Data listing

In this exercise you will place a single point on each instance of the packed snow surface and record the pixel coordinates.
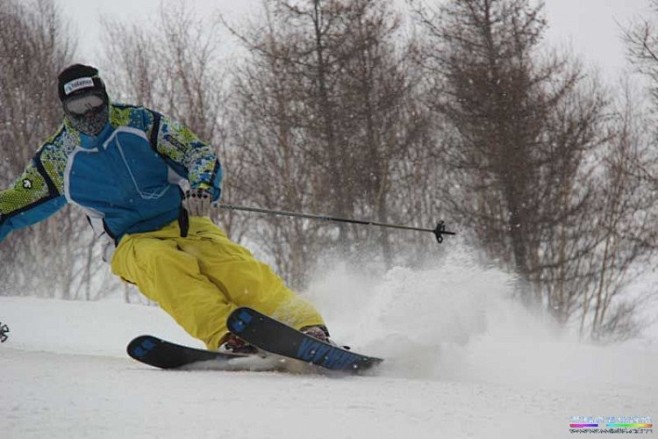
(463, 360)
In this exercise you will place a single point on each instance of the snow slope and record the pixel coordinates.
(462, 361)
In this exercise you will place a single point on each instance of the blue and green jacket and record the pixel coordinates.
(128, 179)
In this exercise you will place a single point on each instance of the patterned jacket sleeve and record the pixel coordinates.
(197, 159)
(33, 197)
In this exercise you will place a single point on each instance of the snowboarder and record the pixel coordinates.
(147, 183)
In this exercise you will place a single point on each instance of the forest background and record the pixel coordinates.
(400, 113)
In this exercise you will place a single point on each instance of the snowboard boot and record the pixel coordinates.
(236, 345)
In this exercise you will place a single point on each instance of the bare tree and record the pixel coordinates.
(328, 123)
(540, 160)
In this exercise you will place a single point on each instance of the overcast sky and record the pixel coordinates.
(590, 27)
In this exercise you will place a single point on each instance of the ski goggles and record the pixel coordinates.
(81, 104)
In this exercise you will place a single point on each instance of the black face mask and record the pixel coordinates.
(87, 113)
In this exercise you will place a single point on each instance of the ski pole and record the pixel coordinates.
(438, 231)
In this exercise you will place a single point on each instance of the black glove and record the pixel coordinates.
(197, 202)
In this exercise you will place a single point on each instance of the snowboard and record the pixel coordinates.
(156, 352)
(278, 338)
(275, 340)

## [What the task asks]
Please reproduce every line of the records above with "pixel coordinates" changed to "image coordinates" and nothing else altered, leaving out the pictures.

## [Solution for this exercise]
In this exercise you will place a single point on each instance of the packed snow surface and record the image coordinates.
(463, 360)
In this exercise you will place a single point on each instance of the snow slope and record the image coordinates.
(462, 361)
In this exercise you will place a single point on each instance of the blue and green jacket and record the image coordinates.
(128, 179)
In this exercise you will place a single point on each instance of the patterned jacket sleeve and record the image coordinates.
(197, 159)
(33, 197)
In this exercise you will place a single point on each instance of the snowboarder and record the image coordinates.
(147, 183)
In this exercise you will place a single point on each instance of the forest background and record the image coordinates.
(400, 113)
In this exercise you will place a single point on each instance of the snowboard boot and record the image coordinates.
(236, 345)
In this exercise you will place a single point on each instance of the bare tree and record the image coordinates.
(328, 123)
(540, 160)
In this exercise you will place a single point on each instance of the overcast sky and record the image coordinates.
(590, 27)
In this exercise you will place a single point on each instance of the ski goggles and record the image coordinates.
(81, 104)
In this exercise you will place a single point on each instance of the black face mask and record the image coordinates.
(87, 113)
In this exercise you will place a single point on each instance of the ski pole and record the image coordinates.
(438, 231)
In this exercise you will place a single point on each instance of the black glove and record the image coordinates.
(197, 202)
In this exercise you will place a single point on each instance of the snowboard and record the image coordinates.
(156, 352)
(278, 338)
(275, 340)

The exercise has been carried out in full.